[Datos extraídos de una colección]
....
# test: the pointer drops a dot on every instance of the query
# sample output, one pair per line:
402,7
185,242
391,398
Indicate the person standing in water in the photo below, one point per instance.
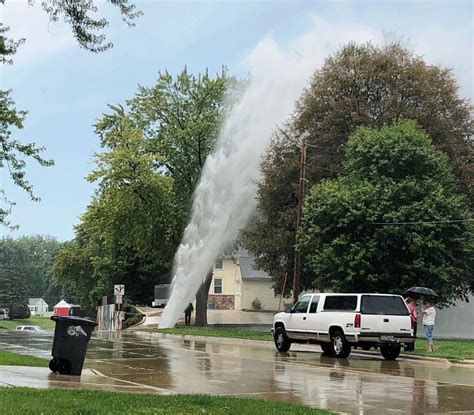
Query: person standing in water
429,315
413,316
187,314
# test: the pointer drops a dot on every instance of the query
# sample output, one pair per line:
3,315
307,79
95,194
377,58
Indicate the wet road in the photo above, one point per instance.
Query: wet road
355,385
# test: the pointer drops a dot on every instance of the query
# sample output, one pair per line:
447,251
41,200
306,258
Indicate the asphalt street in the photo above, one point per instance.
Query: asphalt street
358,385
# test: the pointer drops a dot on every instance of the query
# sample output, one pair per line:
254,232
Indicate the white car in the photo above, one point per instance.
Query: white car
29,328
337,322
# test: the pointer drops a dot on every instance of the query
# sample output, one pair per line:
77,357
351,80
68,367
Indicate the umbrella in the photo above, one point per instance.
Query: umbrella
421,292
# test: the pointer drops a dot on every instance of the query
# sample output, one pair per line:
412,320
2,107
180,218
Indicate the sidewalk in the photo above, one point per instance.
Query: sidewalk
308,348
42,377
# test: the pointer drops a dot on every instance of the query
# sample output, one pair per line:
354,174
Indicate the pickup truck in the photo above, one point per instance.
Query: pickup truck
338,322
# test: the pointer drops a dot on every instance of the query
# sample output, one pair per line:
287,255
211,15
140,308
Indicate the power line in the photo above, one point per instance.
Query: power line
434,222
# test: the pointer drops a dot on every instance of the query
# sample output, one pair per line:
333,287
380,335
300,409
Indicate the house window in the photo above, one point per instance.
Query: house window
218,286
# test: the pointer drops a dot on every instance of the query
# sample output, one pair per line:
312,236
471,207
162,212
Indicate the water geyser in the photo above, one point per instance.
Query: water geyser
225,195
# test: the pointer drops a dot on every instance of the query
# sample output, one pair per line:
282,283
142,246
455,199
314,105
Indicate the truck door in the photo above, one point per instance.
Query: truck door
313,320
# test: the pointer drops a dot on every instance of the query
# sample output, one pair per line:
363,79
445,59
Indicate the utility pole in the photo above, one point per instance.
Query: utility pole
299,213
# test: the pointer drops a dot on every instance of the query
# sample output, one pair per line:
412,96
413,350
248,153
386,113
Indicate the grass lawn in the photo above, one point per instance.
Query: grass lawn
455,350
44,322
15,359
62,401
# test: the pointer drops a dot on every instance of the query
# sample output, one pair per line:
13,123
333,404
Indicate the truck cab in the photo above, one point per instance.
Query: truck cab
338,322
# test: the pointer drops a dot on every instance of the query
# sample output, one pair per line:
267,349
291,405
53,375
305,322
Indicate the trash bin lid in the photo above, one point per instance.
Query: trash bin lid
72,319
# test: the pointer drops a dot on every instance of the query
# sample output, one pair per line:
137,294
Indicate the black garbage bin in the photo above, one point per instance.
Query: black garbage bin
71,336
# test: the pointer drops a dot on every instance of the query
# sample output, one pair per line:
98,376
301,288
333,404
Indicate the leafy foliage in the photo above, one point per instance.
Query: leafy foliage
31,259
154,152
392,222
358,85
13,151
13,293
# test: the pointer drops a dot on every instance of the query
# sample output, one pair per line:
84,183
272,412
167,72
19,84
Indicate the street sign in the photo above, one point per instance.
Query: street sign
119,289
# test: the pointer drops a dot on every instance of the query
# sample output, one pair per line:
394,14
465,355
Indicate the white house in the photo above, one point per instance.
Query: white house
238,285
37,306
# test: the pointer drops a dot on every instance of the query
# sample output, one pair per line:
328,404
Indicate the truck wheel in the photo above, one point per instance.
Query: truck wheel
390,352
340,347
326,348
64,367
282,342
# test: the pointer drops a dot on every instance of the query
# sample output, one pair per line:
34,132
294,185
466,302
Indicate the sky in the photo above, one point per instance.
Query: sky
66,89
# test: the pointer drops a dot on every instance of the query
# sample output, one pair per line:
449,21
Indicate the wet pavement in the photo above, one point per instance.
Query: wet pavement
359,385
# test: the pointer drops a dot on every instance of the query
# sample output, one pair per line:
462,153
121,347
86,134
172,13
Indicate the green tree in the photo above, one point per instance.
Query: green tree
154,151
128,234
12,150
395,220
39,254
358,85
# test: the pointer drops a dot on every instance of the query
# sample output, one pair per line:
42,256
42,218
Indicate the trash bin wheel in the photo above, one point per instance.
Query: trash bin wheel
64,367
53,365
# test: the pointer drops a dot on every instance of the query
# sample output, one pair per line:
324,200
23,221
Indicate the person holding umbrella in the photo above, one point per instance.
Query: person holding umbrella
428,311
411,304
429,316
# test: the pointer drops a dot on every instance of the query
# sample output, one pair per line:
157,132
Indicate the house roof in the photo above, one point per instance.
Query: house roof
36,301
248,269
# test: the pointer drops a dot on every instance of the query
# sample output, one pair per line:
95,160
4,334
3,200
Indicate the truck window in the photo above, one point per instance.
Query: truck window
340,303
383,304
302,305
314,304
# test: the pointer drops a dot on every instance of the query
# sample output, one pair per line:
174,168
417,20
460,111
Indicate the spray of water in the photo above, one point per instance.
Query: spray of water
225,195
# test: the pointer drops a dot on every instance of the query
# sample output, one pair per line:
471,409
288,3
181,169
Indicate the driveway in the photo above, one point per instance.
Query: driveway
359,385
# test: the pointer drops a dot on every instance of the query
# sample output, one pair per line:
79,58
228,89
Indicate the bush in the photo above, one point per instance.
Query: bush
256,304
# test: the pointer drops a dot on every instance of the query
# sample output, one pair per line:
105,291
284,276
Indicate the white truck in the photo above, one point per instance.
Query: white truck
337,322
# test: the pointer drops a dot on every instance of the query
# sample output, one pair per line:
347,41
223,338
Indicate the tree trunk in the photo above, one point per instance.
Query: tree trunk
201,301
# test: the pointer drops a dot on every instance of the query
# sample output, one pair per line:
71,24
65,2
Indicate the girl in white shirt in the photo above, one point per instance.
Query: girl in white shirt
429,315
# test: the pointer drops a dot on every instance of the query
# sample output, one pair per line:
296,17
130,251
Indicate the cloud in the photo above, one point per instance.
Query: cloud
44,39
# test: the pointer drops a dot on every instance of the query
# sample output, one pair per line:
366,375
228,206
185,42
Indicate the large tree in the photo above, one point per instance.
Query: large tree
358,85
154,150
13,285
129,232
394,219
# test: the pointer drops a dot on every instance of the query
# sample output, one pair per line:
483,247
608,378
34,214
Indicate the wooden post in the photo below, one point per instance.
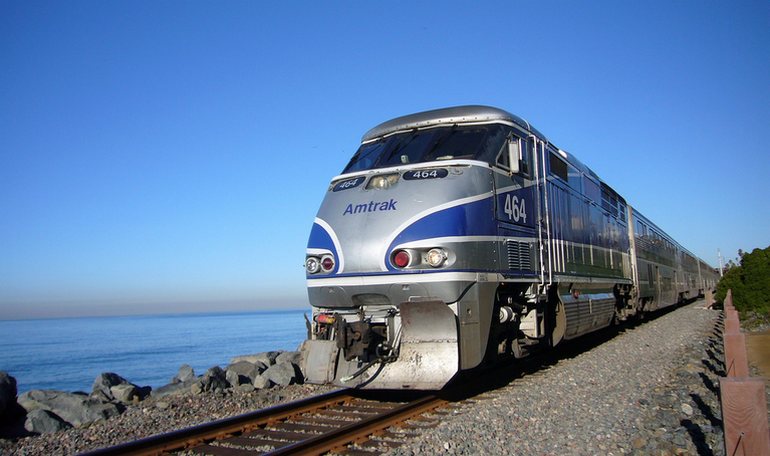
....
Muestre cada línea de los registros anteriores en la que aparezca la cadena "cloud". Se distinguen mayúsculas y minúsculas.

Indicate the cloud in the photo above, one point per instance.
Query: cloud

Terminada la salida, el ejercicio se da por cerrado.